> **REQUIRED WORK**:
**a)** List the headings of the numbered points that appear in the excerpt on collective redress.
**b)** Write the next part of the excerpt on collective redress, picking up right after its final sentence.

> **PAGE EXCERPT**:
********
8. exclusion of the grading of the attorneys’ fees: UniCredit is strongly in
favour of excluding the grading of the attorneys’ fees to the entity of the
compensation obtained. The possibility to establish a remuneration graded
at the outcome of the dispute, might entail the risk that attorneys of
consumer associations are little inclined to fix the matter by common
agreement, or of their fixing conditions that are quite onerous. UniCredit
regards as important to avoid those mechanisms which have the distorting
effect of putting pressure on the companies to settle a case although
having strong defensive arguments not only to the detriment of a thorough
analysis of the merits of a collective action, but above all to the detriment of
the future conduct of the companies insofar as their strategic and
economic choices.
9. ne bis in idem: decisions taken on a collective action, either positive or
negative, should be indisputable towards each consumer part of the class
action. The outcome of the class action should be published thus
precluding the proposition of further class actions on the same subject.
10. no retroactivity: any law introducing a class action should not be
retroactive (damages cannot be claimed for facts that happened before the
entry into force of the law).
11. reasonable length of proceedings: finally, the length of proceedings
should be reasonable for the parties.
In any case, any European initiative should ensure that the companies are not
subjected to further costs and charges that could affect the development of a
firm’s activity due to abuses by a system that does not function properly.
Indeed, in case of class actions translating into truly exponential terms,
companies would be led to compromise the interests at stake to the detriment
of a truly objective evaluation of the situations.
Q 8 As cited above, a number of Member States have adopted initiatives
in the area of collective redress. Could the experience gained so far by
the Member States contribute to formulating a European set of
principles?
We agree with the Commission that a European set of principles has to be
built on the basis of practices of application of collective redress mechanisms
in each Member State. The problem is that initiatives for collective redress
adopted in some Member States have been introduced only recently and, as
pointed out by some studies carried out by the Commission, they have shown
evidence of weakness. Therefore, at the moment, a full assessment of the
effects of these instruments in national experiences is not available.
For example, in Italy, there has been only two class action lawsuits which
were however declared inadmissible by the judge. From this limited
experience, one could draw only a positive assessment of the principles of
opt-in and preventive evaluation by the judge (as described in the reply to
question n. 7).
5
CONFIDENTIAL – NOT FOR PUBLICATION
Q 9 Are there specific features of any possible EU initiative that, in your
opinion, are necessary to ensure effective access to justice while taking
due account of the EU legal tradition and the legal orders of the 27
Member States?
********
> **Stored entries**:
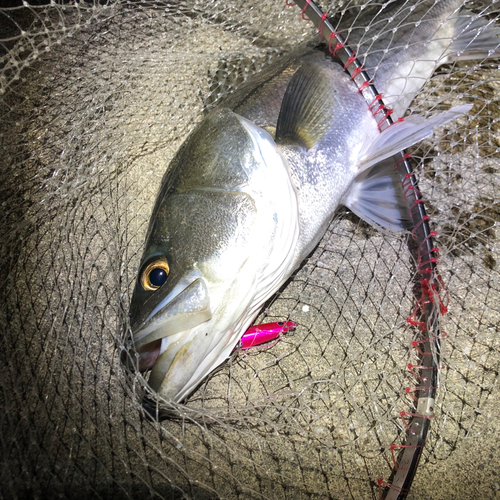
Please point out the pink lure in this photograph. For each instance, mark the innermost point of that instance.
(259, 334)
(253, 337)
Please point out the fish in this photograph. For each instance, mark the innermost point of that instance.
(252, 190)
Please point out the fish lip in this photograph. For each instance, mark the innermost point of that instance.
(185, 307)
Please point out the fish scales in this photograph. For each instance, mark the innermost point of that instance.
(255, 186)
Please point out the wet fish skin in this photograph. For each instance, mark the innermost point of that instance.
(238, 211)
(227, 195)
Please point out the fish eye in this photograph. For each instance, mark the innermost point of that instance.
(155, 274)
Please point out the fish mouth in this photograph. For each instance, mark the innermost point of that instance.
(178, 312)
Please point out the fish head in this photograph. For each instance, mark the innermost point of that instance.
(209, 252)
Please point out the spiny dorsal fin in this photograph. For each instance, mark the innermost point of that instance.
(305, 114)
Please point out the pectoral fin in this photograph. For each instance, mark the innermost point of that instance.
(377, 197)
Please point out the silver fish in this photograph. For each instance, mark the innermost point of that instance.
(255, 186)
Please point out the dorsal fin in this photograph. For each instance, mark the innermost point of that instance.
(305, 114)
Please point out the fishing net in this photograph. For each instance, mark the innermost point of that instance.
(96, 97)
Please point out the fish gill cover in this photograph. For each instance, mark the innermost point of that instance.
(96, 98)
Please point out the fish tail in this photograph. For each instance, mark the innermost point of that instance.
(474, 37)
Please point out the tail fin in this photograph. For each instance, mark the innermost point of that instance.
(475, 38)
********
> **RESPONSES TO THE TASKS**:
**a)**
exclusion of the grading of the attorneys' fees
ne bis in idem
no retroactivity
reasonable length of proceedings

**b)**
Please refer to answer n. 7
Q 10 Are you aware of specific good practices in the area of collective
redress in one or more Member States that could serve as inspiration
from which the EU/other Member States could learn? Please explain why
you consider these practices as particular valuable. Are there on the
other hand national practices that have posed problems and how
have/could these problems be overcome?
As said above, the initiatives for collective redress adopted in some Member
States have been introduced only recently. In any case, even if a complete
assessment of what these tools have changed in national experiences is still
not possible, the application of collective redress mechanisms in national
Member States is the basis which a European collective redress initiative has
to look at.
For example, the introduction of a class action lawsuit into the Italian legal
system is expected to drastically reduce the number of serial litigations
between firms (especially Banks and Insurances) and consumers. However, at
the moment it’s too early to see the effects of this reform and, consequently, it
is not possible to put in evidence any good practice.
Moreover, UniCredit supports the adoption of well-functioning out-of-court
settlement systems, which could ensure an easy access to justice and a fast
solution to disputes while significantly reducing costs and uncertainties for
operators.
Q 11 In your view, what would be the defining features of an efficient and
effective system of collective redress? Are there specific features that
need to be present if the collective redress mechanism would be open
for SMEs?
As said above, UniCredit firmly asserts that no collective redress mechanisms
should be applicable to SMEs: since they cannot be qualified as a "weaker
party", they should not enjoy the protection granted by these mechanisms.
Q 12 How can effective redress be obtained, while avoiding lengthy and
costly litigation?
In UniCredit’s view the principles which ensure an effective and efficient
system of collective redress 1are:
1. the inapplicability of collective redress mechanisms to SMEs;
2. the exclusion of this remedy in areas - such as banking and finance
sectors- where ADR mechanisms are available;
3. the “opt-in” principle;
1
For a further description of some of these principles please refer to our reply to question n. 7.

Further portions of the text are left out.